## TASK BRIEF
From the line containing "pixel 188 45." through the last line of the entries below, repeat each line word for word and leave out the rest.
┄┄┄┄┄┄
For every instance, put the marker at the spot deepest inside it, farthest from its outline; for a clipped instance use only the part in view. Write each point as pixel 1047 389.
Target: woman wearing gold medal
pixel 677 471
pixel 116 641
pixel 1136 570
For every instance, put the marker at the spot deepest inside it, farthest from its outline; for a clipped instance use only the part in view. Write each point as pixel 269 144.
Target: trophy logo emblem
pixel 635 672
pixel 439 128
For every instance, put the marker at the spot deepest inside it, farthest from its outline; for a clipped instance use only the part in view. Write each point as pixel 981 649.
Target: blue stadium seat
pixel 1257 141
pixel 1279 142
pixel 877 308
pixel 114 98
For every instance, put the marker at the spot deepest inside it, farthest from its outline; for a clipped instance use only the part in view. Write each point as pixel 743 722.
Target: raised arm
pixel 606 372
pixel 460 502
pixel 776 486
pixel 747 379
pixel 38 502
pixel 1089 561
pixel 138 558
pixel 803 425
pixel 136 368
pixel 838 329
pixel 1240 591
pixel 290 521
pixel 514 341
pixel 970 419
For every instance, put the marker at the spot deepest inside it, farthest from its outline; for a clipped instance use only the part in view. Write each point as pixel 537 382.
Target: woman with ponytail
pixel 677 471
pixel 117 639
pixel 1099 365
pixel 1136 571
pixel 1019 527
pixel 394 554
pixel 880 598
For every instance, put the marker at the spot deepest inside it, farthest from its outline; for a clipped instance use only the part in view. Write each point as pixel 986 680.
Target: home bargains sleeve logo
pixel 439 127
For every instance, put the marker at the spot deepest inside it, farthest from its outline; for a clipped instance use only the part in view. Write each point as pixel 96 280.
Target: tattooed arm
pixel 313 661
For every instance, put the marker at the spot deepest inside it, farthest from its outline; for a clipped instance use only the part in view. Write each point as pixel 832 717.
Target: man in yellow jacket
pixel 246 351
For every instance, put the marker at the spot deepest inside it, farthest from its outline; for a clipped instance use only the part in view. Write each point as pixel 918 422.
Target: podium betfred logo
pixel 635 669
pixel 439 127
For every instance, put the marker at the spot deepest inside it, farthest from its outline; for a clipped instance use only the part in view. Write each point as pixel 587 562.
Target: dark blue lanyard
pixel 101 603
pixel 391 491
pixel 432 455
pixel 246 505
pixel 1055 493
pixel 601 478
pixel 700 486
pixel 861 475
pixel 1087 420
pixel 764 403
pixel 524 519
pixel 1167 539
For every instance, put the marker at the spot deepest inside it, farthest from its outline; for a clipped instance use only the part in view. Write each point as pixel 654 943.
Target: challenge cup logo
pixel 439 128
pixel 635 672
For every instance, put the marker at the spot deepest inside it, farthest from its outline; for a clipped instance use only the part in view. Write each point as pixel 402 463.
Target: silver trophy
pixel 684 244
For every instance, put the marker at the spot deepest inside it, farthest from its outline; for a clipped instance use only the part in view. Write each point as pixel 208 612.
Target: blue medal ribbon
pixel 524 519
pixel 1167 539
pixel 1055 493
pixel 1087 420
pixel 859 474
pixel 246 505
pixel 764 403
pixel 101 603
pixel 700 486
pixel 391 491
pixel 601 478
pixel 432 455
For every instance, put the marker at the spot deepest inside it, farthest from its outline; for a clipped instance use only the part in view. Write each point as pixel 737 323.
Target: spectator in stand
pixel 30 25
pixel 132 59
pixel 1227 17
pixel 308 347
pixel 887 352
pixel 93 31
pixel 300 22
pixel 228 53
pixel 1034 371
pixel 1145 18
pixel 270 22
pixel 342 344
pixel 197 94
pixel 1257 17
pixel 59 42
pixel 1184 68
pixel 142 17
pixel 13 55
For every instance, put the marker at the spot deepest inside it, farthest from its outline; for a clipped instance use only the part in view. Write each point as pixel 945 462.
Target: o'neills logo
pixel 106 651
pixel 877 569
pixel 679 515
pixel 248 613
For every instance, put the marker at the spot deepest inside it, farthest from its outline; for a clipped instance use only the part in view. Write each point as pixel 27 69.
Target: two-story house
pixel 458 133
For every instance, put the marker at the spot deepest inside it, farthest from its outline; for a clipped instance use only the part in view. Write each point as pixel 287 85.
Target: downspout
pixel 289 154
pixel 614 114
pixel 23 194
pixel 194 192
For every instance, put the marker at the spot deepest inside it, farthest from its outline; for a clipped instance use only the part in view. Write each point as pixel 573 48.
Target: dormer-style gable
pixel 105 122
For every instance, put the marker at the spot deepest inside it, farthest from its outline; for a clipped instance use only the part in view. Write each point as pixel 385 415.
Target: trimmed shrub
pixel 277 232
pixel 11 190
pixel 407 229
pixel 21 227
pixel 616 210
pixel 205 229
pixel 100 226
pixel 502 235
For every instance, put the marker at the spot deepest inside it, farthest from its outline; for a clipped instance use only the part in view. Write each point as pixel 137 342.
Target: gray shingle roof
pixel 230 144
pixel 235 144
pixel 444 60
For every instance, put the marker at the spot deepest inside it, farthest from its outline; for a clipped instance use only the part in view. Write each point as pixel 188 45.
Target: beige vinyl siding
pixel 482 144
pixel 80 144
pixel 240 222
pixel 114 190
┄┄┄┄┄┄
## EXERCISE SOLUTION
For every instance, put the marker at the spot deepest inside it, farthest from its outline; for a clipped instance use only the part in view. Write each point as pixel 188 45.
Target: beige vinyl siding
pixel 482 144
pixel 80 144
pixel 240 222
pixel 114 190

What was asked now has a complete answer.